- **GIVEN DATA**
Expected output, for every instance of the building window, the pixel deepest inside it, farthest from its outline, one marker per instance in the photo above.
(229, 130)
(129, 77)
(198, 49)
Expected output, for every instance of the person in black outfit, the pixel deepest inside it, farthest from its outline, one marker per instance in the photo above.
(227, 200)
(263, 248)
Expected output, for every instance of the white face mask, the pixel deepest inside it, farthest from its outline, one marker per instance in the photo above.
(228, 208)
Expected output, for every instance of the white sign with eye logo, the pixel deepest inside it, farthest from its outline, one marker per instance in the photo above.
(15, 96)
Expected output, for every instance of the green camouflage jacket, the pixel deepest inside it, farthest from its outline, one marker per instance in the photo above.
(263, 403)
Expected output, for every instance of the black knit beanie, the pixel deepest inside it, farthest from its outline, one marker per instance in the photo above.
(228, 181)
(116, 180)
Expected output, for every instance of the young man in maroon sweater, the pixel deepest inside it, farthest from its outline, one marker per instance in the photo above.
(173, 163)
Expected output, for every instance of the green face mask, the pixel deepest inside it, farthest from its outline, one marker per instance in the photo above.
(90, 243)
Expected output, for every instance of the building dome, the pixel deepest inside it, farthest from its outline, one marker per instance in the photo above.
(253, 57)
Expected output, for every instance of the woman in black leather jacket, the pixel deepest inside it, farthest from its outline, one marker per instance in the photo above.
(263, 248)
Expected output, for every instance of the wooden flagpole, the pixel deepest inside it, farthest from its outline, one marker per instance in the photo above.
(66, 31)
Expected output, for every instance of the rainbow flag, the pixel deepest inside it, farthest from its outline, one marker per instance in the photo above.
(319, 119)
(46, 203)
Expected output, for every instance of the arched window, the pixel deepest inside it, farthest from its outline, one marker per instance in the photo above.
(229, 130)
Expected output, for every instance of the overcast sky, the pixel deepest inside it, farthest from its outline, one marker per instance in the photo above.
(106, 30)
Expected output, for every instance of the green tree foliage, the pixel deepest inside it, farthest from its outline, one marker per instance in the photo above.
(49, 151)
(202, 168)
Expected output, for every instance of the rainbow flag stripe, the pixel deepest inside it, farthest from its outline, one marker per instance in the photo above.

- **WRITTEN REQUEST**
Please set out all the entries above as a numbered list, leaving out any blank lines.

- **SOLUTION TO THIS PROBLEM**
1. Expected output, for every instance of the building window, the pixel deepest inside it, farthest from its outline, one marker per instance in the photo above.
2. (229, 130)
3. (129, 77)
4. (198, 49)
5. Expected output, for every instance of the person in black outfit, the pixel deepest inside it, farthest from its outline, one marker per instance in the photo above.
6. (227, 200)
7. (263, 248)
8. Expected output, for every instance of the white face mask, the pixel deepest inside it, farthest from its outline, one marker per instance in the photo above.
9. (228, 208)
10. Expected output, for every instance of the white sign with eye logo, the pixel deepest inside it, farthest from its outline, one marker per instance in the photo above.
11. (15, 96)
12. Expected output, for every instance of the green camouflage jacket, the pixel deepest inside it, farthest from its outline, one marker per instance in the photo above.
13. (263, 403)
14. Expected output, for every instance of the black knit beanie, the pixel deepest inside it, farthest from its outline, one marker per instance in the photo above.
15. (228, 181)
16. (116, 180)
17. Expected output, for every instance of the young man in maroon sweater, the pixel deepest inside it, farthest from its outline, one marker per instance in the photo above.
18. (173, 163)
19. Expected output, for every instance of the green face mask, the pixel deepest inside it, farthest from its outline, one marker per instance in the photo above.
20. (90, 243)
21. Expected output, for every instance of the building dome, the pixel deepest inside it, farthest from its outline, one marker per instance in the photo above.
22. (253, 57)
23. Expected output, for every instance of the woman in black leather jacket, the pixel deepest inside it, farthest from its outline, one marker per instance in the photo above.
24. (263, 248)
25. Expected output, for every instance of the wooden flagpole, the pixel deepest inside it, farthest from its outline, one marker per instance in the photo above.
26. (66, 31)
27. Expected output, for every instance of the rainbow flag, the pixel deepest inside it, farthest from its outline, one marker per instance in the photo above.
28. (319, 119)
29. (46, 203)
30. Expected output, for every instance of the arched window, the pixel deepest inside it, farthest from its outline, one marker per instance in the photo above.
31. (229, 130)
32. Expected output, for every instance of the overcast sky, the pixel deepest inside it, farthest from its outline, one marker per instance in the photo above.
33. (106, 30)
34. Expected output, for every instance of the green tree foliage, the pixel deepest inside it, farthest from its outline, one marker per instance in the photo above.
35. (49, 151)
36. (202, 168)
37. Expected output, for every instance of the rainbow flag stripe, the pixel deepest inside it, farthest from its outline, one marker per instance in the photo above.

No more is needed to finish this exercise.